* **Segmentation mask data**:

• • • •

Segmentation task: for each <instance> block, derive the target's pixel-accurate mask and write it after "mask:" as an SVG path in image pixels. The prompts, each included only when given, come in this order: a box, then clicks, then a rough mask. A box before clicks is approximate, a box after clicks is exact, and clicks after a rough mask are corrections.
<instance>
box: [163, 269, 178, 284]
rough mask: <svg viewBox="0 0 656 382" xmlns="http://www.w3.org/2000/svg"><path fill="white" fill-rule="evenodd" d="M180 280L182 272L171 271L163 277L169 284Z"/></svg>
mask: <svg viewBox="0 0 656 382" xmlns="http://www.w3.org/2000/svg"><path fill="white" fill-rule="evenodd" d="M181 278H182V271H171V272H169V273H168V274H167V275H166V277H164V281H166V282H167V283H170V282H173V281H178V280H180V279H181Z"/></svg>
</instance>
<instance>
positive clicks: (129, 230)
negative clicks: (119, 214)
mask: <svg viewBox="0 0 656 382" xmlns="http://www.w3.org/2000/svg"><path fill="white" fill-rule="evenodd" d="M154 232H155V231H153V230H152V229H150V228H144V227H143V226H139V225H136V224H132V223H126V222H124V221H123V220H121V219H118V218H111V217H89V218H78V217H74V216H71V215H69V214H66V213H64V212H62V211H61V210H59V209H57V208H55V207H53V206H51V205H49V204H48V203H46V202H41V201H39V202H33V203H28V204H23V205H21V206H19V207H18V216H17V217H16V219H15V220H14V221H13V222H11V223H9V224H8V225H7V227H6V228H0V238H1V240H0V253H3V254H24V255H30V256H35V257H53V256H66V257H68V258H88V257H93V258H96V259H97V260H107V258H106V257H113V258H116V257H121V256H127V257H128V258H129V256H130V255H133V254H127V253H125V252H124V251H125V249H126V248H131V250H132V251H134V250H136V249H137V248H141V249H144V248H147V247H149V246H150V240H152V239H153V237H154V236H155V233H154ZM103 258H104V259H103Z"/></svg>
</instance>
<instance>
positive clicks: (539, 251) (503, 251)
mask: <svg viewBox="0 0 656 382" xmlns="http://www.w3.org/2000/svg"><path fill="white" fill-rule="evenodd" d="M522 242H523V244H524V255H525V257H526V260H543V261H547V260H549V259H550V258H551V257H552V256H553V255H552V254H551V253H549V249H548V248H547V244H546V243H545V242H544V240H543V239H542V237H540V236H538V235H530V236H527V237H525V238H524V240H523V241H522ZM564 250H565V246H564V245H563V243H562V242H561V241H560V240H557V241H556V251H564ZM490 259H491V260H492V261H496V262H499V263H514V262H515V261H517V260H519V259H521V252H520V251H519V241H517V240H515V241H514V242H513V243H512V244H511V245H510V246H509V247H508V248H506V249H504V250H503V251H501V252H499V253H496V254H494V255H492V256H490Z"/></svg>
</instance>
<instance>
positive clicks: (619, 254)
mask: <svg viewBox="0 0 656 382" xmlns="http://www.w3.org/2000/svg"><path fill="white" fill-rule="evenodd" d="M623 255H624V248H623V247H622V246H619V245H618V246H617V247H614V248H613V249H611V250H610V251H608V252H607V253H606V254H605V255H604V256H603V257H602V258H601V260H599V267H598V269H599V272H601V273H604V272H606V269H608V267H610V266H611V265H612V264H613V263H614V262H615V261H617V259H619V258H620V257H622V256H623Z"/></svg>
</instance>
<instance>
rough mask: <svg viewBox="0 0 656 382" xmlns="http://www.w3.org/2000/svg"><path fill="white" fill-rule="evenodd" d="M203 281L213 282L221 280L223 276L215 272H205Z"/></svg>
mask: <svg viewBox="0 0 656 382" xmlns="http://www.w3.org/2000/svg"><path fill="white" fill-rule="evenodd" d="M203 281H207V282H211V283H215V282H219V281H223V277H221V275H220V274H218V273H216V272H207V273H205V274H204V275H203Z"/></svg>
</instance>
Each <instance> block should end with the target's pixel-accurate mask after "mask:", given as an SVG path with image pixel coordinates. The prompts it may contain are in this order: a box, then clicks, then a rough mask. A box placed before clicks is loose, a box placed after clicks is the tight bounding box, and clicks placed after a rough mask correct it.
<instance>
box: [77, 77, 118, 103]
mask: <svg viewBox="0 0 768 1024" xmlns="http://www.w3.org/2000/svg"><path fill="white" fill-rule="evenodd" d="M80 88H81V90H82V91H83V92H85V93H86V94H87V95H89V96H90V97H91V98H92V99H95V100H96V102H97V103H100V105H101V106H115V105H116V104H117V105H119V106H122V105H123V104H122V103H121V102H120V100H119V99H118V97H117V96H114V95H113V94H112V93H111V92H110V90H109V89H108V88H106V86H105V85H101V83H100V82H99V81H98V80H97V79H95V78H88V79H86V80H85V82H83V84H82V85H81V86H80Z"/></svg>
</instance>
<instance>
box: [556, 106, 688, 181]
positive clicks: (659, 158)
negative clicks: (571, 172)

• • • •

The answer should be an exact reproduction of all the entries.

* **Response to this task**:
Segmentation task: for each <instance> block, derive the target's pixel-accurate mask and write it after "mask:" as an SVG path in image pixels. The prompts, each included only when given, come in this order: a box, then clicks, then a rough mask. A box before clicks is approximate, a box after clicks is exact, and clicks after a rough mask are corrections.
<instance>
box: [163, 269, 178, 284]
rough mask: <svg viewBox="0 0 656 382" xmlns="http://www.w3.org/2000/svg"><path fill="white" fill-rule="evenodd" d="M180 280L182 272L171 271L163 277L169 284Z"/></svg>
mask: <svg viewBox="0 0 656 382" xmlns="http://www.w3.org/2000/svg"><path fill="white" fill-rule="evenodd" d="M181 278H182V271H171V272H169V273H168V274H167V275H166V277H164V281H166V282H167V283H170V282H173V281H178V280H180V279H181Z"/></svg>
</instance>
<instance>
positive clicks: (129, 230)
negative clicks: (119, 214)
mask: <svg viewBox="0 0 656 382" xmlns="http://www.w3.org/2000/svg"><path fill="white" fill-rule="evenodd" d="M154 232H155V231H153V230H152V229H150V228H144V227H143V226H139V225H136V224H132V223H126V222H124V221H123V220H121V219H118V218H111V217H89V218H78V217H74V216H71V215H69V214H66V213H64V212H62V211H61V210H59V209H57V208H55V207H53V206H51V205H49V204H48V203H46V202H41V201H39V202H33V203H28V204H23V205H21V206H19V207H18V216H17V217H16V219H15V220H14V221H13V222H11V223H9V224H8V225H7V227H6V228H0V238H1V240H0V253H3V254H24V255H30V256H35V257H53V256H66V257H68V258H88V257H93V258H96V259H97V260H107V258H106V257H113V258H116V257H121V256H127V257H128V258H129V256H130V255H133V254H127V253H125V252H124V251H125V249H126V248H131V250H132V251H134V250H136V249H137V248H141V249H144V248H147V247H149V246H150V240H152V239H153V237H154V236H155V233H154ZM103 258H104V259H103Z"/></svg>
</instance>
<instance>
positive clicks: (539, 251) (503, 251)
mask: <svg viewBox="0 0 656 382" xmlns="http://www.w3.org/2000/svg"><path fill="white" fill-rule="evenodd" d="M522 242H523V244H524V255H525V257H526V260H543V261H547V260H549V259H550V258H551V257H552V256H553V255H552V254H551V253H549V249H548V248H547V244H546V243H545V242H544V240H543V239H542V237H540V236H538V235H530V236H527V237H525V238H524V240H523V241H522ZM564 250H565V246H564V245H563V243H562V242H561V241H560V240H557V241H556V251H564ZM490 259H491V260H492V261H496V262H499V263H514V262H515V261H517V260H519V259H521V252H520V251H519V241H517V240H515V241H514V242H513V243H512V244H511V245H510V246H509V247H508V248H506V249H504V250H503V251H501V252H499V253H496V254H494V255H492V256H490Z"/></svg>
</instance>
<instance>
positive clicks: (619, 254)
mask: <svg viewBox="0 0 656 382" xmlns="http://www.w3.org/2000/svg"><path fill="white" fill-rule="evenodd" d="M623 255H624V248H623V247H622V246H619V245H618V246H617V247H614V248H613V249H611V250H610V251H608V252H607V253H606V254H605V255H604V256H603V257H602V258H601V260H599V267H598V269H599V272H601V273H604V272H606V269H608V267H610V266H611V265H612V264H613V263H614V262H615V261H617V259H619V258H620V257H622V256H623Z"/></svg>
</instance>
<instance>
rough mask: <svg viewBox="0 0 656 382" xmlns="http://www.w3.org/2000/svg"><path fill="white" fill-rule="evenodd" d="M203 281L213 282L221 280L223 276L215 272H205Z"/></svg>
mask: <svg viewBox="0 0 656 382" xmlns="http://www.w3.org/2000/svg"><path fill="white" fill-rule="evenodd" d="M203 281H207V282H211V283H215V282H219V281H223V277H221V275H220V274H218V273H216V272H207V273H205V274H204V275H203Z"/></svg>
</instance>
Each <instance> block should end with the target's pixel-accurate mask after "mask:", given as an SVG path with image pixel coordinates. The prompts it may contain are in this order: a box, then clicks, then a rough mask. A box placed before clicks is loose, a box placed after clicks is the tight bounding box, and clicks placed after a rough mask correct it.
<instance>
box: [77, 77, 118, 103]
mask: <svg viewBox="0 0 768 1024" xmlns="http://www.w3.org/2000/svg"><path fill="white" fill-rule="evenodd" d="M80 88H81V90H82V91H83V92H85V93H86V94H87V95H89V96H90V97H91V98H92V99H95V100H96V102H97V103H100V105H101V106H115V105H116V104H117V105H119V106H122V105H123V104H122V103H121V102H120V100H119V99H118V97H117V96H114V95H113V94H112V93H111V92H110V90H109V89H108V88H106V86H105V85H101V83H100V82H99V81H98V80H97V79H95V78H88V79H86V80H85V82H83V84H82V85H81V86H80Z"/></svg>
</instance>
<instance>
box: [556, 106, 688, 181]
positive clicks: (659, 158)
negative clicks: (571, 172)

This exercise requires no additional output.